** BEGIN Given text **

# Possible to Isolate C?

1. Sep 5, 2014

### wallybanger

Hi, I'm not the best with algebra and I've been wrestling with a formula this afternoon. It is a formula to calculate a belt length based on 2 pulley sizes and the distance between the centres. I would like to be able to calculate the distance between the centres based on the pulley sizes and the belt length so instead of solving for L I need to solve for C. I would love to know what I'm doing wrong in isolating C. Anyway, here is the eqn.

L=2C+∏ (D+d)/2 + (D-d)^2/4C

L= Belt length
C= Distance between pulley centres
D= Big pulley Dia
d= Small pulley Dia

Thanks :)

2. Sep 5, 2014

### mathman

Multiply through by C. You then have a quadratic in C, which is readily solvable.

3. Sep 5, 2014

### wallybanger

I kinda know what you mean but I'm not really sure how to do that. As in multiply every element by c? Top and bottom of the fractions?

4. Sep 5, 2014

### HallsofIvy

Multiplying both sides of
$$L=2C+∏ (D+d)/2 + (D-d)^2/4C$$
by C will give
$$LC= 2C^2+ ∏ C(D+ d)/2+ (D- d)^2/4$$

5. Sep 7, 2014

### ellipsis

For anybody still hung up on this, the next step is to reformulate the equation using the quadratic equation.

6. Sep 8, 2014

### wallybanger

Ok, looking good so far, but how come the second part (D-d)^2/4 isn't also multiplied by C and why are the denominators not multiplied by C?

Ugh, I also suck at factoring. I need to go through my algebra textbook again and teach myself all this stuff from scratch.

7. Sep 8, 2014

### SteamKing

Staff Emeritus
Here's a tip:

$L = 2C+\pi\frac{(D+d)}{2}+\frac{(D-d)^{2}}{4C}$

use a lower case $\pi$ to indicate the ratio of the circumference of a circle to its diameter. The upper case $\Pi$ is generally used in mathematics to indicate the product of several different terms.

8. Sep 8, 2014

### wallybanger

Ok, So I'm guessing
$L = 2C+\frac{\pi(D+d)}{2}+\frac{(D-d)^{2}}{4C}$
Should become
$LC = 2C^2+\frac{\pi C(D+d)}{2}+\frac{C(D-d)^{2}}{4C}$

Is that correct?

It still has me wondering why the C doesn't effect the denominator.

** END Given text **

__Requirement 1__:
Do these statements agree with the forum thread above? For each, answer yes or no and quote the words that decide it.
(a) The original formula gives belt length from two pulley sizes and the distance between the centres.
(b) One reply says multiplying through by C leaves a quadratic in C.
(c) The tip in the thread recommends the upper case symbol for the ratio of a circle's circumference to its diameter.

** BEGIN Data provided **

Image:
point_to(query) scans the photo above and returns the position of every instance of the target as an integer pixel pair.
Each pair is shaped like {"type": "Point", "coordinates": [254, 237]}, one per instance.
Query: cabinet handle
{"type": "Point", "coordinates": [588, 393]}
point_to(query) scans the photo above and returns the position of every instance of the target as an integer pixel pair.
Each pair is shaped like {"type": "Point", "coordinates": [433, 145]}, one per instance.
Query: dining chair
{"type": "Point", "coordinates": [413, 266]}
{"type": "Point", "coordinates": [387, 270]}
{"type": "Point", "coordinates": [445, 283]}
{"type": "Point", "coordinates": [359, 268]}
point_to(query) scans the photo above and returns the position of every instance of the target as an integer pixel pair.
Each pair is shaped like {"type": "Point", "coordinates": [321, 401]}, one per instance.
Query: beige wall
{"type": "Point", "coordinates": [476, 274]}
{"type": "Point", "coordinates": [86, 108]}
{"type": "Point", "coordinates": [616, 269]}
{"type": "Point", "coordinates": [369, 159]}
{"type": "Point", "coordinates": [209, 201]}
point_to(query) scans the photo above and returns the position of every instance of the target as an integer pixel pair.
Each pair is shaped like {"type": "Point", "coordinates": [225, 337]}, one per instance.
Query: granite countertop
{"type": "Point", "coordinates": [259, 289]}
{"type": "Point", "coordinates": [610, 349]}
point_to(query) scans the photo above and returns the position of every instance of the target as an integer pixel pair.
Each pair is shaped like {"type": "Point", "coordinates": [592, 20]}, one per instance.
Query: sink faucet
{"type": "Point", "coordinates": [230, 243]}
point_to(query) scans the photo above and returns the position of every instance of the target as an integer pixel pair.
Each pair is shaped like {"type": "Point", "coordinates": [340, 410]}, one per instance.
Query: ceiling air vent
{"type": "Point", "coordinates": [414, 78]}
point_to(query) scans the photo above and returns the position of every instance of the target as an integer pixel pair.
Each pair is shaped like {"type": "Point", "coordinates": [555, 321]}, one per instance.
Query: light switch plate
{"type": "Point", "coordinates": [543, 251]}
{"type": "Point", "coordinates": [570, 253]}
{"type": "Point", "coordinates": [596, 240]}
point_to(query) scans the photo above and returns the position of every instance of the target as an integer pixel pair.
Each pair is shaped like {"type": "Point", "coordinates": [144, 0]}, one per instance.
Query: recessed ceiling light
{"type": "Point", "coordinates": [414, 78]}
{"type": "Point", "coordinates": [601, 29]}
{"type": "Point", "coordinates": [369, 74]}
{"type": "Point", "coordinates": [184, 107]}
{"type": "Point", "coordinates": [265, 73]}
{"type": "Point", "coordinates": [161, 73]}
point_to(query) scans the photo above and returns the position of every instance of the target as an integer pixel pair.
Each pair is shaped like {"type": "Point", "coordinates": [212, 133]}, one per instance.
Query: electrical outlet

** END Data provided **

__Requirement 2__: Which lines of the records contain the string "light"? Pull out each one in full. Case counts.

__Task output 1__:
(a) Yes: "It is a formula to calculate a belt length based on 2 pulley sizes and the distance between the centres."
(b) Yes: "Multiply through by C. You then have a quadratic in C, which is readily solvable."
(c) No: "use a lower case $\pi$ to indicate the ratio of the circumference of a circle to its diameter."

__Task output 2__:
Query: light switch plate
Query: recessed ceiling light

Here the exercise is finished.